**PROBLEM SET**:
A. Reproduce word for word the part of the Palit GTX 770 JetStream thread from "## W1zzard (May" up to and including "oc is crazy.".
B. Carry the Palit GTX 770 JetStream forum thread forward, starting right after its last line.

**SUPPLIED PASSAGE**:
========================================================================
# Palit GTX 770 JetStream 2 GB



## W1zzard (May 30, 2013)

Palit has equipped their GTX 770 JetStream with a 2.5-slot cooler that promises lower temperatures and improved fan noise. The card also comes with a large 100 MHz overclock, which is amongst the highest available.

*Show full review*


----------



## OneCool (May 30, 2013)

That mem oc is crazy.


----------



## RsdFnd (Jun 2, 2013)

*GTX 770 non-OC*

I've a silly question since i never do overclocking for any GPU in my life, i just buy, install and play as it is. Will it be waste of money if i buy gtx 770 without doing any overclocking adjustment at all? can it support any 2013 games at max settings?


----------



## erocker (Jun 2, 2013)

RsdFnd said:


> I've a silly question since i never do overclocking for any GPU in my life, i just buy, install and play as it is. Will it be waste of money if i buy gtx 770 without doing any overclocking adjustment at all? can it support any 2013 games at max settings?
========================================================================
**DATA SECTION**:

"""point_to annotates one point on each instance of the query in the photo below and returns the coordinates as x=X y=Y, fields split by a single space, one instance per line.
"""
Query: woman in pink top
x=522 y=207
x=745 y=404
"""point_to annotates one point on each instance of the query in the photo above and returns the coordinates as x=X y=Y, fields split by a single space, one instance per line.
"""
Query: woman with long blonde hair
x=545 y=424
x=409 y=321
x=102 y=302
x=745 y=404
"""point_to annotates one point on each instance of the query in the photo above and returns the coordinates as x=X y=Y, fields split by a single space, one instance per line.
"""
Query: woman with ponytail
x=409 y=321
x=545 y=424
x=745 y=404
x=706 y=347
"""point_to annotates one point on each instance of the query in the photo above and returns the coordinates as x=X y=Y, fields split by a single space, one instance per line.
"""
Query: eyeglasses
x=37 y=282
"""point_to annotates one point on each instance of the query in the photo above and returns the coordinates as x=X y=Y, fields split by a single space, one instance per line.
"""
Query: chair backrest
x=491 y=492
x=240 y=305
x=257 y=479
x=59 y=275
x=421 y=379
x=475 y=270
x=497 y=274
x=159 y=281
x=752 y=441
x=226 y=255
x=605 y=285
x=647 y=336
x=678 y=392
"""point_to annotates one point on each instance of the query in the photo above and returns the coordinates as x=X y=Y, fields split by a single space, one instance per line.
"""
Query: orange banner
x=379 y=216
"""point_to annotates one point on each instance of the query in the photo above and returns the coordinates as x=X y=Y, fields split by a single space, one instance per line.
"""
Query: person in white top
========================================================================
**THE REPLIES**:
A.
## W1zzard (May 30, 2013)

Palit has equipped their GTX 770 JetStream with a 2.5-slot cooler that promises lower temperatures and improved fan noise. The card also comes with a large 100 MHz overclock, which is amongst the highest available.

*Show full review*


----------



## OneCool (May 30, 2013)

That mem oc is crazy.

B.
Check out the benchmarks for the non-OC version: http://www.techpowerup.com/reviews/NVIDIA/GeForce_GTX_770/


----------



## RsdFnd (Jun 2, 2013)

erocker said:


> Check out the benchmarks for the non-OC version: http://www.techpowerup.com/reviews/NVIDIA/GeForce_GTX_770/



I've read many forum and see benchmark chart, also have read the link u gave previously, but i just don't know whether the benchmark represents the standard gtx 770, or it has been OC but not stated. so..if the link you gave was really for the standard non-OC thanks a lot.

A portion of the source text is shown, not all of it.